- What you are asked to do -
Each line of the entries that mentions the string "building" needs to be reported.
· · · · ·
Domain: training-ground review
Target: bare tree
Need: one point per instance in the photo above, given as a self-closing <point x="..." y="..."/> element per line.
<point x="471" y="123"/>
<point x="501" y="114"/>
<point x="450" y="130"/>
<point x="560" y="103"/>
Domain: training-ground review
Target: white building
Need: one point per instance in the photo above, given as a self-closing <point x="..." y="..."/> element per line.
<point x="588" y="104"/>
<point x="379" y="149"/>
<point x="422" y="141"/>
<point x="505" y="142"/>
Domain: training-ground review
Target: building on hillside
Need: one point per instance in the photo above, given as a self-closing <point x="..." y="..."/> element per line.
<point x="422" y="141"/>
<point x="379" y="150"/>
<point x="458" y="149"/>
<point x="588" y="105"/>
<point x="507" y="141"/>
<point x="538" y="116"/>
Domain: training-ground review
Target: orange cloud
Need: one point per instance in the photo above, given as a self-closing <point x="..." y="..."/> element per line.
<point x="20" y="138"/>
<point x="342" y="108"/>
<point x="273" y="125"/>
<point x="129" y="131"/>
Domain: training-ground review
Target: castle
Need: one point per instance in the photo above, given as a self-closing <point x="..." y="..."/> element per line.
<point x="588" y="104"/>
· · · · ·
- Answer to this problem -
Target: white building
Target: building on hillside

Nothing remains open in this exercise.